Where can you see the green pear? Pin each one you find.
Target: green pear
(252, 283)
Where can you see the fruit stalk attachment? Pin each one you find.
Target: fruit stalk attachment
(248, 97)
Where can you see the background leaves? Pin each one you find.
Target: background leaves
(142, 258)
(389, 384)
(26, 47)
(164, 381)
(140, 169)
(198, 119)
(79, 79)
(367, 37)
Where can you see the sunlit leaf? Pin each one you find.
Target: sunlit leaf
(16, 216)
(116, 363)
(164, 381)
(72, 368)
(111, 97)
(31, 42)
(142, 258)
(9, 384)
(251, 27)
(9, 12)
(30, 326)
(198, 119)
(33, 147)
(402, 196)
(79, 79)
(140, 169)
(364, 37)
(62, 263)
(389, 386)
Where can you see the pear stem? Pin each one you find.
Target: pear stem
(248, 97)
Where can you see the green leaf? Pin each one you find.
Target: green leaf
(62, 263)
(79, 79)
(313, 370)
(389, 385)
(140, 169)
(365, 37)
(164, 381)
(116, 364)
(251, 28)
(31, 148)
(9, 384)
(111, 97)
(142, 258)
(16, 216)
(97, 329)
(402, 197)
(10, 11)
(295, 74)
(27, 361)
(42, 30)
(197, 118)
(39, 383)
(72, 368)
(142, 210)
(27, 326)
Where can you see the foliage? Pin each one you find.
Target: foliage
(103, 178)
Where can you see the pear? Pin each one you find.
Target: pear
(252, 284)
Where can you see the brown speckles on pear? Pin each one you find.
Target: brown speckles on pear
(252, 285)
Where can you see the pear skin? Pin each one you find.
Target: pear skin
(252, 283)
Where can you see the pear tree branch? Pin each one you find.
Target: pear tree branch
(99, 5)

######

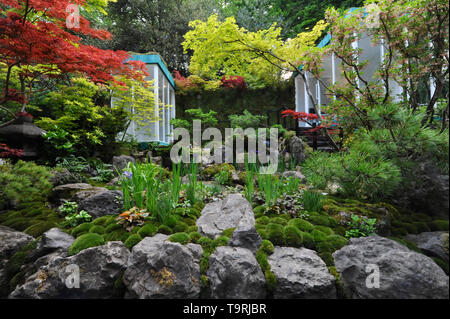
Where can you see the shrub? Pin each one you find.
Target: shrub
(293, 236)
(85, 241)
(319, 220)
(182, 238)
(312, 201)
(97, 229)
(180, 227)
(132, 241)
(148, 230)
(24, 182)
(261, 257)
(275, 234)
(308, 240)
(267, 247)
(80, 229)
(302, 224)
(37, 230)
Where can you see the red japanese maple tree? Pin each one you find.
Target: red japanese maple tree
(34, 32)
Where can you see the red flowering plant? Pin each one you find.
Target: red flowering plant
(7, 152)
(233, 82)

######

→ **PROBLEM TO SOLVE**
Give back exactly the lines of the listing above that run from the line with "Where can you see the green pear?" to the line with "Where can you see the pear tree", inclusive.

→ **RESPONSE AREA**
Where can you see the green pear? Pin each one you find.
Target: green pear
(252, 283)
Where can you see the fruit stalk attachment? Pin each one you find.
Target: fruit stalk attachment
(248, 97)
Where can you see the background leaves? Pin each one you find.
Target: background leaves
(142, 258)
(389, 384)
(26, 47)
(164, 381)
(140, 169)
(198, 119)
(79, 79)
(367, 37)
Where can you see the sunlit leaf? Pin each one you find.
Target: sunlit leaf
(16, 216)
(116, 363)
(164, 381)
(72, 368)
(111, 97)
(31, 42)
(142, 258)
(9, 384)
(251, 27)
(9, 12)
(30, 326)
(198, 119)
(33, 147)
(402, 196)
(79, 79)
(140, 169)
(364, 37)
(62, 263)
(389, 386)
Where can you see the pear stem? Pin each one you find.
Target: pear stem
(248, 97)
Where can you see the green leaf? Pin each one you find.
Target: green leaf
(62, 263)
(79, 79)
(313, 370)
(389, 385)
(140, 169)
(365, 37)
(164, 381)
(116, 364)
(251, 28)
(31, 148)
(9, 384)
(111, 97)
(142, 258)
(16, 216)
(97, 329)
(402, 197)
(10, 11)
(295, 74)
(27, 361)
(42, 30)
(197, 118)
(39, 383)
(72, 368)
(142, 210)
(27, 326)
Where can you see the foliage? Pin each one you find.
Target: foliage
(103, 178)
Where can you see the pear? Pin each one you find.
Target: pear
(252, 284)
Where can you see the brown speckles on pear? Pin each one you find.
Target: brown speckles on pear
(252, 285)
Where can you see the pear skin? Pin each one you find.
Target: pear skin
(252, 283)
Where can you see the pear tree branch? Pin each one you find.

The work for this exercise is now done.